== GIVEN REQUEST ==
Please write out everything from the start of the rows down through the line containing "[(64, 209)]", with both ends included and the pictures left out.
--- BEGIN LISTED ENTRIES ---
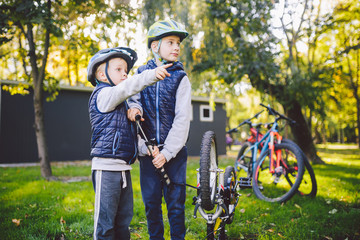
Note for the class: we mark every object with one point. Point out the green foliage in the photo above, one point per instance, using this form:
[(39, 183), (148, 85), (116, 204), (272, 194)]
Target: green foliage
[(64, 209)]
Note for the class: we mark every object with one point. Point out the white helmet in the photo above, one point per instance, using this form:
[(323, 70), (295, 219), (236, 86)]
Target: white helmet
[(105, 55)]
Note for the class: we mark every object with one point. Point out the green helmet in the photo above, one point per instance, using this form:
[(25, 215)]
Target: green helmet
[(165, 28)]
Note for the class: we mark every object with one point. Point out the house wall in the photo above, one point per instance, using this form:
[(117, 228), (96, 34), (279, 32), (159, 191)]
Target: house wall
[(68, 129)]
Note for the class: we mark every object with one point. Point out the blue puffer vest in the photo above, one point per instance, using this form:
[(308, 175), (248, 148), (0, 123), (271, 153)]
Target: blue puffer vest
[(113, 135), (158, 102)]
--- END LISTED ENTRIES ---
== EXERCISE RESULT ==
Note for the class: we mark every object with one point. Point out the green foliage in the photo above, one point per instance, using this form:
[(39, 183), (148, 85), (116, 204), (272, 194)]
Target: green foliage
[(64, 209)]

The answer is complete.